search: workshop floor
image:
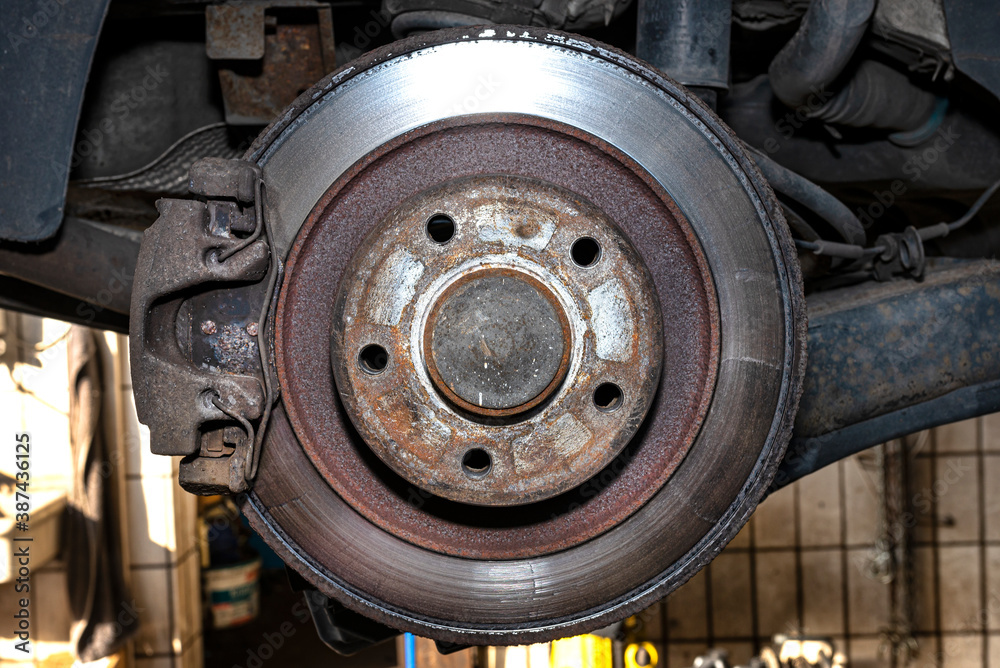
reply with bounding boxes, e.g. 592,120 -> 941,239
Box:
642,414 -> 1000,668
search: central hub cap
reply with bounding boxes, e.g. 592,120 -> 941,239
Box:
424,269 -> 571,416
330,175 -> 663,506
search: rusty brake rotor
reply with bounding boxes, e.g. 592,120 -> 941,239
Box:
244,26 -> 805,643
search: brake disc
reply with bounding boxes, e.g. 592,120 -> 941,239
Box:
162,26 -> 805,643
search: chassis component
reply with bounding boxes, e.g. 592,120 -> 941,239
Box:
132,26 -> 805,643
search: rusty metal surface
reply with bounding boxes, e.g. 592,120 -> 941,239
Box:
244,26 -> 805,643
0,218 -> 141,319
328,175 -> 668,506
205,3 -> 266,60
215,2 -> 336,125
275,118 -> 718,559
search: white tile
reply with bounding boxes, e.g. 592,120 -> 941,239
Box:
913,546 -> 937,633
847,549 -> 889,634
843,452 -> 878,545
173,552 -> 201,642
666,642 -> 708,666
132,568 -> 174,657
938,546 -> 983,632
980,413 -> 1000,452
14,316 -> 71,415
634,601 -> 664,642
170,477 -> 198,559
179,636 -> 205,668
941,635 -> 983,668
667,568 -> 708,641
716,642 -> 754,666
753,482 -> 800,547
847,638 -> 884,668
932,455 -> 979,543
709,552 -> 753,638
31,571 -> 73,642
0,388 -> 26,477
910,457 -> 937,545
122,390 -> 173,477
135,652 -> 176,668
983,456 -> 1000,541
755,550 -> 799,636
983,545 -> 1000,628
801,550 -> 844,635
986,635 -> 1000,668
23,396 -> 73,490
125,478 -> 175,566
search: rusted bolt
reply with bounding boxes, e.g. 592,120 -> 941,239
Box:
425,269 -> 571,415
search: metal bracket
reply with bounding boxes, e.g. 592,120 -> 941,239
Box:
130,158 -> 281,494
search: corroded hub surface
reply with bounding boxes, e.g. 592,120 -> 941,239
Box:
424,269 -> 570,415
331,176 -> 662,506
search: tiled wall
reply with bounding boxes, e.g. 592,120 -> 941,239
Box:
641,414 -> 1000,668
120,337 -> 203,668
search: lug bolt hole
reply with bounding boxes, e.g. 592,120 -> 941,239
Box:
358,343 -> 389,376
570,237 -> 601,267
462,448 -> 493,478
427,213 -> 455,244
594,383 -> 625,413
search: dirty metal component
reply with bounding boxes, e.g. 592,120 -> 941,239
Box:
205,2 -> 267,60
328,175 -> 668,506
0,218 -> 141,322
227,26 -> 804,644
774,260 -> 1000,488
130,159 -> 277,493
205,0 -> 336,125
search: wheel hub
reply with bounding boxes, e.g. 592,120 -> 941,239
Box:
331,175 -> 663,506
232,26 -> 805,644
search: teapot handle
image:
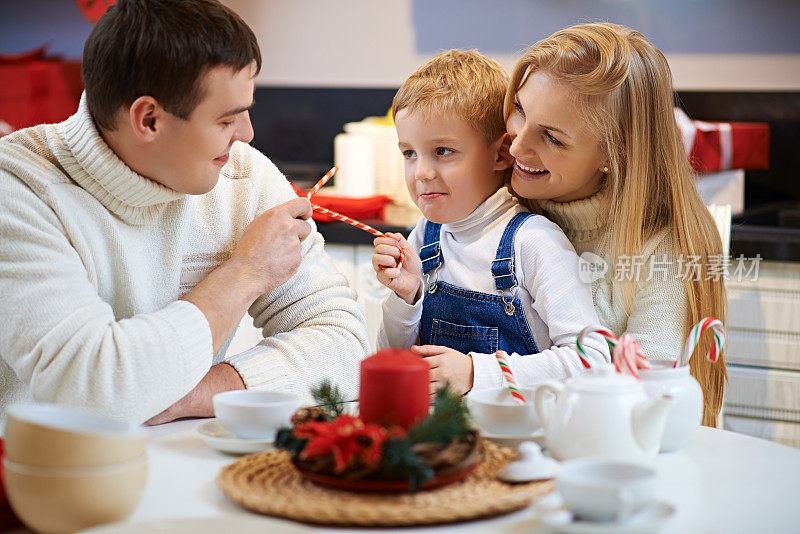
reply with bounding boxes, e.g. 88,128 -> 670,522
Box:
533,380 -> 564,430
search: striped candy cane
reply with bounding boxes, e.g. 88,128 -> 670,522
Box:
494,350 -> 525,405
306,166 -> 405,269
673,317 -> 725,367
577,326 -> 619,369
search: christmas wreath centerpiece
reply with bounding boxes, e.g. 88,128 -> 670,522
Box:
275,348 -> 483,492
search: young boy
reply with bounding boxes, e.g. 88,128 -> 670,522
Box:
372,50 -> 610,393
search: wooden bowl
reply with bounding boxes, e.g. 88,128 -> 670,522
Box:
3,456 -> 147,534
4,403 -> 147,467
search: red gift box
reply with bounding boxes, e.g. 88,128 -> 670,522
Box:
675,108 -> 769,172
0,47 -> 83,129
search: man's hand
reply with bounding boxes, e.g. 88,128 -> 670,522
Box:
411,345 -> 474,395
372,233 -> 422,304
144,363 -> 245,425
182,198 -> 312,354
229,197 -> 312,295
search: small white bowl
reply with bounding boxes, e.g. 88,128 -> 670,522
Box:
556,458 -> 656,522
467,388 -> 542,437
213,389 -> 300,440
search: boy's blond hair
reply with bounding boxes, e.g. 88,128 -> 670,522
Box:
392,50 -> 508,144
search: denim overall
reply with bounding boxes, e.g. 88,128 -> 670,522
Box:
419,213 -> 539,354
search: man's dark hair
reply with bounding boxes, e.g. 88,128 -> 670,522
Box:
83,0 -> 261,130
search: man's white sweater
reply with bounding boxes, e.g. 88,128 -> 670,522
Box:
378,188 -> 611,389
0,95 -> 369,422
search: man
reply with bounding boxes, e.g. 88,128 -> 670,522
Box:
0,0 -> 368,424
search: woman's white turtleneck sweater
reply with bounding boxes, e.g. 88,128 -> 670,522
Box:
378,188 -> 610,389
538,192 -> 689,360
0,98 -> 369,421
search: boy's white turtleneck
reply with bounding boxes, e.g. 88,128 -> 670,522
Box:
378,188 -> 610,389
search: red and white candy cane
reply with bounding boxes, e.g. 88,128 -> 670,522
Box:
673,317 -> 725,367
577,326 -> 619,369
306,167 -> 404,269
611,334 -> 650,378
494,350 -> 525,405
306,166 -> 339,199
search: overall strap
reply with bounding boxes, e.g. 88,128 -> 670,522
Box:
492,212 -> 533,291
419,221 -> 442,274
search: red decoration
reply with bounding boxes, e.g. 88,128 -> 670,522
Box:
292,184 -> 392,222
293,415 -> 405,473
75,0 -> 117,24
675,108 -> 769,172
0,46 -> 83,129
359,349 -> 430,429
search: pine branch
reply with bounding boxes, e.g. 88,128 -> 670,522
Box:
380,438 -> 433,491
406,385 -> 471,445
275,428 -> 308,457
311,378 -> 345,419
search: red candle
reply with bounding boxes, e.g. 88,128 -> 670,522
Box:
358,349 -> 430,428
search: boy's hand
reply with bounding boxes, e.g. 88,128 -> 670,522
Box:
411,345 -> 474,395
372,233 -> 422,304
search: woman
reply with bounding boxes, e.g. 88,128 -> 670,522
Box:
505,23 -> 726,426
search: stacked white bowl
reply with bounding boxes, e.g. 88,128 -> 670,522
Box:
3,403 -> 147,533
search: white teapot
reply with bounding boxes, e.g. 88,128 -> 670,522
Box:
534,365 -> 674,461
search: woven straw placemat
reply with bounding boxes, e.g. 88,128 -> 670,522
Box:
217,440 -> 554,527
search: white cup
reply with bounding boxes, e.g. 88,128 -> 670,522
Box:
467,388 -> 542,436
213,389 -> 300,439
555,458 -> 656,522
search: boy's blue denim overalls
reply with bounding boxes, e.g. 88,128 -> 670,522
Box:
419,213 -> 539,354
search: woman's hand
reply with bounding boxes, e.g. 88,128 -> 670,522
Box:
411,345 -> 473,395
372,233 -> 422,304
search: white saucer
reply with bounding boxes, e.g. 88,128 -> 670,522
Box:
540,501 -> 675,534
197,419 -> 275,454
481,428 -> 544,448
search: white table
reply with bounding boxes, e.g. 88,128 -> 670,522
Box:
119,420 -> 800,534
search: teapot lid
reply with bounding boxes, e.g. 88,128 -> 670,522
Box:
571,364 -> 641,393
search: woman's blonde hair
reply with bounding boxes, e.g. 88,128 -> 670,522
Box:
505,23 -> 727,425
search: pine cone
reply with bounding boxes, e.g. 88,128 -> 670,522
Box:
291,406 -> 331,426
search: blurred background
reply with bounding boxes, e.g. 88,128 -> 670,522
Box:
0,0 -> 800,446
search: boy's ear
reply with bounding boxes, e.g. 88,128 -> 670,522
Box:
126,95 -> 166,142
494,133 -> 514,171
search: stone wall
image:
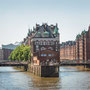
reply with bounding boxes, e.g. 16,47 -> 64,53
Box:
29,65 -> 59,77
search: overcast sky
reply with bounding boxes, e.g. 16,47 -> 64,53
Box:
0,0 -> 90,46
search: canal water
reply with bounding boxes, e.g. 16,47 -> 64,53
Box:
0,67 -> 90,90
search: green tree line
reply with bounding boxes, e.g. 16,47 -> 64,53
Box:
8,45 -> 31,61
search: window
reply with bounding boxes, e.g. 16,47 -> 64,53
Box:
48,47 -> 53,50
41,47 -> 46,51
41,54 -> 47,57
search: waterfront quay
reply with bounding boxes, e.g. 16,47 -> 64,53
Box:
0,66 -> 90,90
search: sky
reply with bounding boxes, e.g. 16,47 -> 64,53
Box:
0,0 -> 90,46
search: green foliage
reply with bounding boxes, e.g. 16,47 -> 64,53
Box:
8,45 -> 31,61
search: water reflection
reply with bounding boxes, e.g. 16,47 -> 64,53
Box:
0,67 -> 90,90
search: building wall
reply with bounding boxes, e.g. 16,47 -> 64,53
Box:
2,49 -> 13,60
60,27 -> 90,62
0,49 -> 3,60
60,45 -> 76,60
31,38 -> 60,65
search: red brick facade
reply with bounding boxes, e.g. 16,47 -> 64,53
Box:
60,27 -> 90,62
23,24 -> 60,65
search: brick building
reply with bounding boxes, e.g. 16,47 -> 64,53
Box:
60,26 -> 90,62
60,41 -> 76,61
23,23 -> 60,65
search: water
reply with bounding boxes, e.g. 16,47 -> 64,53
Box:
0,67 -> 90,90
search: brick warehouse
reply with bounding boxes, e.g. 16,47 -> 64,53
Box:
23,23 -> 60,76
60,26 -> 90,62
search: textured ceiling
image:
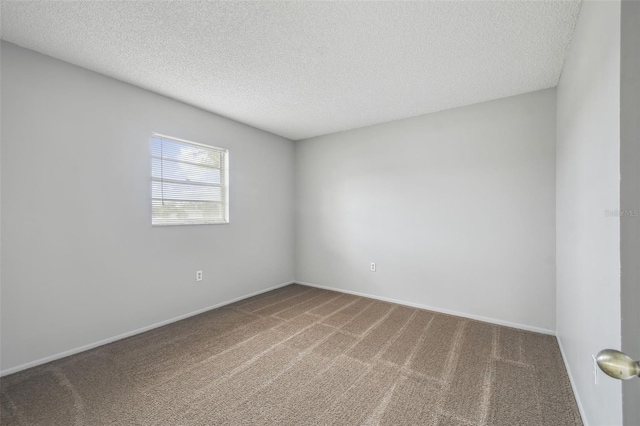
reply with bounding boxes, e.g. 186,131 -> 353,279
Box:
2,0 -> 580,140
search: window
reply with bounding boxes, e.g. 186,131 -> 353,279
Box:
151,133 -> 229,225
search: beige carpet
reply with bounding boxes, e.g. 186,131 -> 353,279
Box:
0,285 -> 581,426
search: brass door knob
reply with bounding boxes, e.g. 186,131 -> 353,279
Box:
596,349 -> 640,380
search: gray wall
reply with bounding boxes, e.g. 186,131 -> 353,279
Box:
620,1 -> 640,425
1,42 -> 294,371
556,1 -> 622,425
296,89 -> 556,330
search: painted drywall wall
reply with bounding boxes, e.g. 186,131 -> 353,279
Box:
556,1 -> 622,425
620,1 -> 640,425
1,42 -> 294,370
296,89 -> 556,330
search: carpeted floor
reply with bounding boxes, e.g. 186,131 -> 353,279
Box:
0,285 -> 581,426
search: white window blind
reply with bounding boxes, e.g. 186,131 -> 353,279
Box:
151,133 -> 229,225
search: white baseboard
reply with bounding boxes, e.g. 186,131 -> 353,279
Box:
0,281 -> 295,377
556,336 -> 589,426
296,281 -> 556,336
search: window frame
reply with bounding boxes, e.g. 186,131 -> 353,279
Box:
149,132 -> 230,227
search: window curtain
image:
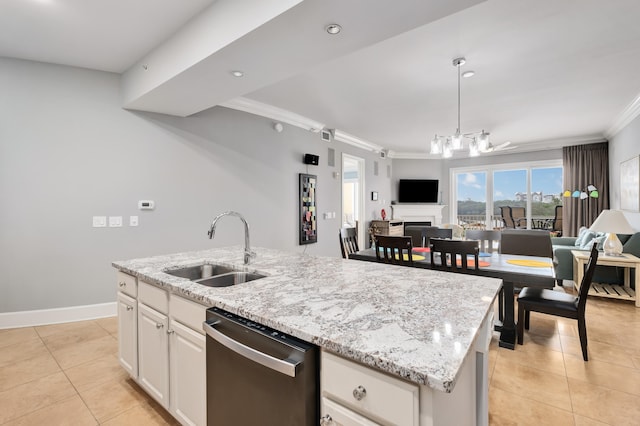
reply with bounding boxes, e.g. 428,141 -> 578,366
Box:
════════
■ Short task
Make a Markdown table with columns headed No. and Text, one row per line, from the first line of the records through the line containing "162,26 -> 805,643", both ends included. Leave out blank lines and pictures.

■ Expected answer
| No. | Text |
|---|---|
| 1 | search: workshop floor |
| 2 | image: |
| 3 | reply with bounding boxes, e.g. 592,120 -> 941,239 |
| 4 | Box: |
| 5 | 642,414 -> 1000,668 |
| 6 | search: central hub cap |
| 7 | reply with bounding boxes, e.g. 592,120 -> 941,239 |
| 8 | Box: |
| 9 | 424,269 -> 571,416 |
| 10 | 330,175 -> 663,506 |
| 11 | search: rusty brake rotor |
| 12 | reply with bounding boxes, e.g. 592,120 -> 941,239 |
| 13 | Box: |
| 14 | 244,26 -> 805,643 |
| 15 | search: brake disc |
| 16 | reply with bounding boxes, e.g. 592,120 -> 941,239 |
| 17 | Box: |
| 18 | 162,26 -> 805,643 |